# Your tasks
a. In the review discussion, who introduced t-Comp as a model of compositional task?
b. Print the part of the review discussion from "Limitation 2. Our" up to and including "great question for future work.".

# Passage to read
BEGIN

We actually cite this paper, but we have to fix the citation, thank you for pointing us out to this issue. By the results of Li et al., to solve P-complete problems, transformers need polynomially many iterations of CoT. In turn, EH rank allows to precisely characterize what functions are computable in any given fixed number of iterations (1, 2, 3, and so on). Results are thus formally incomparable and complement each other in different regimes of the number of CoT steps.

审稿人评论

I thank the authors for taking time and responding to the questions. All the questions are clearly explained. I would greatly appreciate if the authors can respond to limitations as well.

作者评论

Thank you, with regard to the limitations, not addressed in our previous response:

Limitations 1.

Although our result holds for just a single layer, we believe that it could inspire similar results for multiple layers. For instance, some generalization of the notion of rank could potentially come into play here.

Limitation 2. Our result demonstrates that with learnable positional encoding, there always exists a choice of parameters of positional encoding that computes a given function in the number of steps, equal to its rank. We do not immediately see how to obtain our result with sinusoidal positional encoding, this is a great question for future work.

Limitation 4 Let us also point that tasks, considered in this paper, have some practical motivation, in particular, function composition. Previous papers, like https://arxiv.org/abs/2311.13314, observed that LLMs struggle with prompts that can be viewed as composition of functions (e.g. ‘’When is Frederic Chopin’s father’s birthday?). Peng et al https://arxiv.org/abs/2402.08164 introduced t-Comp in this context exactly as a model of compositional task, which could be used to explain why LLMs struggle with compositional tasks. We will elaborate on this in the revised version.

END

Segmentation mask data:

BEGIN

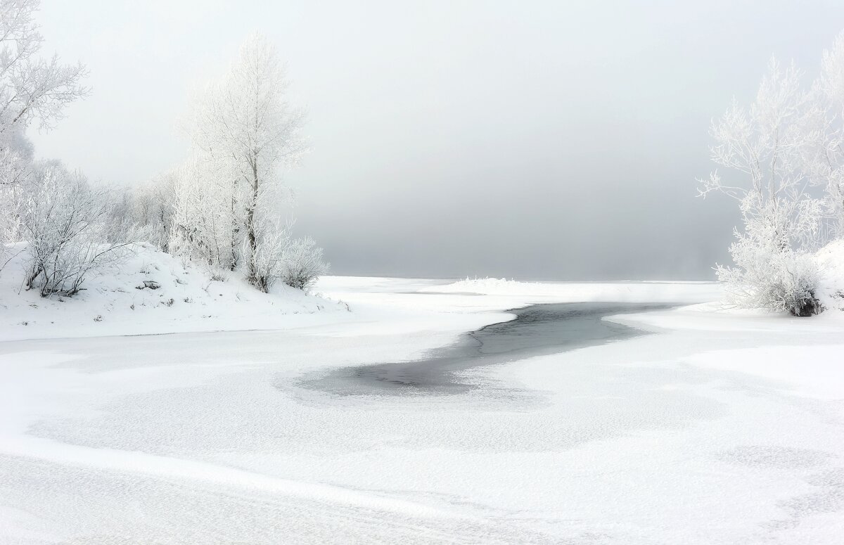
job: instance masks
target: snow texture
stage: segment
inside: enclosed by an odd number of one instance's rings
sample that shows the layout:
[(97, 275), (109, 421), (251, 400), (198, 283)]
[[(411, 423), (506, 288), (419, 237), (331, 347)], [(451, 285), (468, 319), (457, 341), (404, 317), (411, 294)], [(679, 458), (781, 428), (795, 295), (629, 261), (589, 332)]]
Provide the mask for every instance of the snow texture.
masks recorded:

END
BEGIN

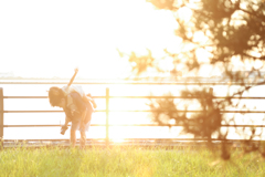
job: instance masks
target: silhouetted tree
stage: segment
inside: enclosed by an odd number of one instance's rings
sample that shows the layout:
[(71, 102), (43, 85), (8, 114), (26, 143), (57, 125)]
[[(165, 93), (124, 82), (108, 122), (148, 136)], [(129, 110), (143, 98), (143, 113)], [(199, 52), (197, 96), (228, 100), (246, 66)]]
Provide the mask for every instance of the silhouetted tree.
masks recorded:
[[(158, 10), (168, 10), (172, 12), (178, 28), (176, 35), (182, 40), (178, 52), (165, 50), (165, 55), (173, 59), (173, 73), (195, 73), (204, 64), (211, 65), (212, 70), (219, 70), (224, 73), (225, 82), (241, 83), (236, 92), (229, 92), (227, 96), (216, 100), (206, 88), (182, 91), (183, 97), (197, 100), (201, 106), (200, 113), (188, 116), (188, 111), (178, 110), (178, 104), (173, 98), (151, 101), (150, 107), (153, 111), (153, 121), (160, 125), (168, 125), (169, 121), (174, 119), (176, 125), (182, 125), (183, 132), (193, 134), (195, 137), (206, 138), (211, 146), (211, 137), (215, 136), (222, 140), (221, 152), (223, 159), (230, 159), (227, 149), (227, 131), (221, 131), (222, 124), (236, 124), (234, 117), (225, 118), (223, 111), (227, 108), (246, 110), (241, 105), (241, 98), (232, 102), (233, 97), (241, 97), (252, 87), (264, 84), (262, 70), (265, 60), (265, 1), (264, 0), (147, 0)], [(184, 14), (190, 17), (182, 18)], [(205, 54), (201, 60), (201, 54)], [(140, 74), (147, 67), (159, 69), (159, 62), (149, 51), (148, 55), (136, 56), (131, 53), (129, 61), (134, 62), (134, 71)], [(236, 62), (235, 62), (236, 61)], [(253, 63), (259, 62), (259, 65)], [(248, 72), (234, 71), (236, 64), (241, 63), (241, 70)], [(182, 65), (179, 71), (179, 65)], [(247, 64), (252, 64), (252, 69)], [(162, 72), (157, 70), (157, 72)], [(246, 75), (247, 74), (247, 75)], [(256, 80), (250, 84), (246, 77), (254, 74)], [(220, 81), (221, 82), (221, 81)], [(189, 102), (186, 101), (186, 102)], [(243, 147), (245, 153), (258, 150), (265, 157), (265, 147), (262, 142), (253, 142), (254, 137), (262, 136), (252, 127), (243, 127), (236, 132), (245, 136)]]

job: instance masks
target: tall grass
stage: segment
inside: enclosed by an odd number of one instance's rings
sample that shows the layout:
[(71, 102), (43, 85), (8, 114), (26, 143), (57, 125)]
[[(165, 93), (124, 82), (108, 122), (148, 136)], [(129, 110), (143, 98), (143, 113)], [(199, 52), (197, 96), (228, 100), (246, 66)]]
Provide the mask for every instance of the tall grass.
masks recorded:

END

# Results of the exercise
a. Peng et al.

b.
Limitation 2. Our result demonstrates that with learnable positional encoding, there always exists a choice of parameters of positional encoding that computes a given function in the number of steps, equal to its rank. We do not immediately see how to obtain our result with sinusoidal positional encoding, this is a great question for future work.